§ WORK REQUEST:
Find every line below that contains the word "positive" and copy each of those lines. Case counts.

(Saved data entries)
────

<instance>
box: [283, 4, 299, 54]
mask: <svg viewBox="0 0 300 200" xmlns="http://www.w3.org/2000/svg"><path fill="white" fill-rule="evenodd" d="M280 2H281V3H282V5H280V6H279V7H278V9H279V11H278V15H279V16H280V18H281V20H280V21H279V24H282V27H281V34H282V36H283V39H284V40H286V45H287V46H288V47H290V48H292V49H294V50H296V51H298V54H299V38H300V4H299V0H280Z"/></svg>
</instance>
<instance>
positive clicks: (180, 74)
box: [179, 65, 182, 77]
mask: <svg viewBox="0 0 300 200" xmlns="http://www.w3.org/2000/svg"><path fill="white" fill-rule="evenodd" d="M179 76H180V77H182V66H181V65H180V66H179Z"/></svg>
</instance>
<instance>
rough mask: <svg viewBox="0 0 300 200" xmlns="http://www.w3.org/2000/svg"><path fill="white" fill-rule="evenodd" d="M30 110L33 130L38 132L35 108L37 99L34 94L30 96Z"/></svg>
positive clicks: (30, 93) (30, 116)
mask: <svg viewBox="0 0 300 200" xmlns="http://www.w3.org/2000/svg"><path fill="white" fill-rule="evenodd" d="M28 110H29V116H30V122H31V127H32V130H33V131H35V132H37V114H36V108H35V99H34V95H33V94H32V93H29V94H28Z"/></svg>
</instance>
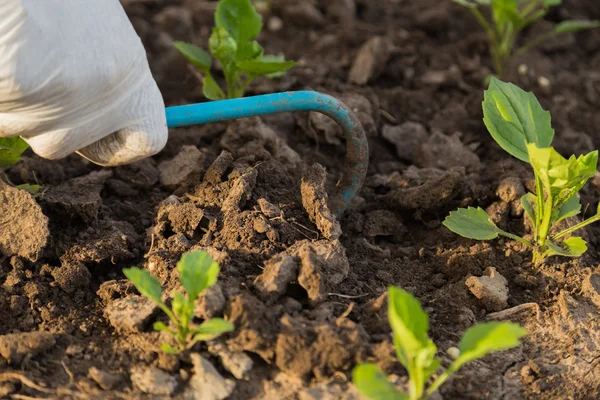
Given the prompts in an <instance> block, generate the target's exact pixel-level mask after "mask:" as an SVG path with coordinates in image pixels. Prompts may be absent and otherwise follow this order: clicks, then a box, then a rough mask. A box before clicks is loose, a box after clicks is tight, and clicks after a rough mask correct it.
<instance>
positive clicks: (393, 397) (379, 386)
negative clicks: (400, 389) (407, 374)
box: [352, 363, 408, 400]
mask: <svg viewBox="0 0 600 400" xmlns="http://www.w3.org/2000/svg"><path fill="white" fill-rule="evenodd" d="M352 381H353V382H354V385H356V388H357V389H358V391H359V392H360V394H361V395H363V396H364V397H366V398H367V399H370V400H408V396H407V395H406V394H404V393H402V392H399V391H398V390H396V388H395V387H394V385H392V383H391V382H390V381H389V380H388V379H387V377H386V376H385V373H384V372H383V371H382V370H381V369H380V368H379V367H378V366H377V365H375V364H371V363H365V364H360V365H358V366H356V368H354V370H353V371H352Z"/></svg>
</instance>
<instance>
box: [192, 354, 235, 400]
mask: <svg viewBox="0 0 600 400" xmlns="http://www.w3.org/2000/svg"><path fill="white" fill-rule="evenodd" d="M190 357H191V359H192V363H193V364H194V375H193V376H192V378H191V379H190V382H189V384H188V386H187V388H186V389H185V392H184V394H183V396H184V399H186V400H188V399H189V400H224V399H226V398H228V397H229V396H230V395H231V393H232V392H233V389H234V388H235V382H234V381H232V380H230V379H224V378H223V377H222V376H221V374H219V372H218V371H217V370H216V369H215V367H214V366H213V365H212V364H211V363H210V362H209V361H208V360H206V359H204V358H203V357H202V356H201V355H200V354H197V353H194V354H192V355H191V356H190Z"/></svg>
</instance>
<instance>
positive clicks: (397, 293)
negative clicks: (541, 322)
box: [352, 287, 527, 400]
mask: <svg viewBox="0 0 600 400" xmlns="http://www.w3.org/2000/svg"><path fill="white" fill-rule="evenodd" d="M388 320H389V322H390V326H391V327H392V331H393V339H394V345H395V347H396V356H397V357H398V360H399V361H400V364H402V366H403V367H404V368H405V369H406V370H407V372H408V378H409V387H408V393H404V392H400V391H398V390H397V389H396V388H395V387H394V385H393V384H392V383H391V382H390V381H389V380H388V379H387V377H386V376H385V374H384V373H383V371H381V369H380V368H379V367H377V366H376V365H375V364H371V363H366V364H361V365H359V366H357V367H356V368H355V369H354V371H353V372H352V378H353V381H354V384H355V385H356V387H357V388H358V390H359V392H360V393H361V394H362V395H363V396H365V397H367V398H369V399H371V400H422V399H426V398H428V397H429V396H431V395H432V394H433V393H434V392H435V391H436V390H438V389H439V387H440V386H441V385H443V384H444V382H446V381H447V380H448V378H449V377H450V376H451V375H452V374H454V373H455V372H456V371H458V370H459V369H460V368H461V367H462V366H463V365H465V364H466V363H468V362H470V361H473V360H476V359H478V358H481V357H483V356H485V355H487V354H490V353H492V352H496V351H501V350H507V349H511V348H513V347H517V346H519V345H520V341H519V339H520V338H522V337H523V336H525V335H526V334H527V331H526V330H525V329H524V328H522V327H520V326H519V325H517V324H514V323H511V322H487V323H482V324H478V325H475V326H473V327H471V328H469V329H468V330H467V331H466V332H465V334H464V335H463V337H462V339H461V341H460V345H459V353H458V355H457V356H456V354H453V355H454V356H456V357H455V359H454V362H453V363H452V364H451V365H450V366H449V367H448V368H447V369H446V370H445V371H443V372H442V373H441V374H439V375H437V377H436V378H435V379H433V380H432V378H433V377H434V375H435V374H436V372H437V370H438V369H439V368H440V365H441V360H440V359H439V358H438V357H436V353H437V347H436V345H435V343H433V341H432V340H431V339H430V338H429V335H428V331H429V317H428V315H427V314H426V313H425V312H424V311H423V308H422V307H421V304H420V303H419V301H418V300H417V299H416V298H414V296H412V295H411V294H410V293H408V292H406V291H404V290H402V289H399V288H395V287H390V288H389V289H388ZM428 383H430V384H429V385H428Z"/></svg>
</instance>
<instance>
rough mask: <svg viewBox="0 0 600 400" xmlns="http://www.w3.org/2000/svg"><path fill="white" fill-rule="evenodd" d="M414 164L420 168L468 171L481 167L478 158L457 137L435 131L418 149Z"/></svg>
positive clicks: (474, 170) (414, 160) (480, 163)
mask: <svg viewBox="0 0 600 400" xmlns="http://www.w3.org/2000/svg"><path fill="white" fill-rule="evenodd" d="M414 163H415V165H417V166H419V167H421V168H440V169H450V168H452V167H464V168H466V169H467V170H468V171H475V170H477V169H478V168H479V166H480V165H481V163H480V161H479V156H477V154H475V153H474V152H473V150H471V149H470V148H468V147H467V146H465V145H464V144H463V143H462V142H461V141H460V139H459V138H458V137H456V136H447V135H444V134H443V133H440V132H437V131H435V132H433V134H432V135H431V137H430V138H429V141H427V142H426V143H424V144H423V145H422V146H421V147H420V148H419V150H418V151H417V153H416V155H415V159H414Z"/></svg>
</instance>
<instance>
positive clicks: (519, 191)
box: [496, 177, 525, 203]
mask: <svg viewBox="0 0 600 400" xmlns="http://www.w3.org/2000/svg"><path fill="white" fill-rule="evenodd" d="M524 194H525V187H524V186H523V183H521V180H520V179H519V178H517V177H508V178H505V179H503V180H502V182H500V184H499V185H498V187H497V188H496V195H497V196H498V197H500V199H501V200H502V201H504V202H506V203H510V202H512V201H514V200H520V199H521V197H523V195H524Z"/></svg>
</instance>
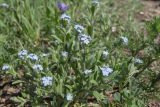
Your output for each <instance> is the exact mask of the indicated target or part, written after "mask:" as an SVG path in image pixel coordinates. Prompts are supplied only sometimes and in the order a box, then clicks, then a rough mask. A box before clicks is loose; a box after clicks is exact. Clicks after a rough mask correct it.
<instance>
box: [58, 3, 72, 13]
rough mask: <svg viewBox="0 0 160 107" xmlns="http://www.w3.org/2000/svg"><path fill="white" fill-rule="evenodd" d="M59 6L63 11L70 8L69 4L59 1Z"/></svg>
mask: <svg viewBox="0 0 160 107" xmlns="http://www.w3.org/2000/svg"><path fill="white" fill-rule="evenodd" d="M58 8H59V10H60V11H61V12H65V11H67V10H68V8H69V6H68V5H66V4H65V3H60V2H59V3H58Z"/></svg>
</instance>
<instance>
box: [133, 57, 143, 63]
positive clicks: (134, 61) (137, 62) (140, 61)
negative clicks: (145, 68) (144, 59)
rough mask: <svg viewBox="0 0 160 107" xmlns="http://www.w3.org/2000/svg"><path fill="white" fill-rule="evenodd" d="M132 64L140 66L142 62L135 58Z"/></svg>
mask: <svg viewBox="0 0 160 107" xmlns="http://www.w3.org/2000/svg"><path fill="white" fill-rule="evenodd" d="M134 63H136V64H142V63H143V60H141V59H139V58H135V59H134Z"/></svg>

────

§ TASK RESPONSE:
positive clicks: (180, 74)
positive clicks: (30, 93) (30, 116)
positive clicks: (393, 397) (379, 386)
positive clicks: (397, 293)
positive clicks: (474, 170) (414, 160) (480, 163)
positive clicks: (519, 191)
positive clicks: (134, 61) (137, 62) (140, 61)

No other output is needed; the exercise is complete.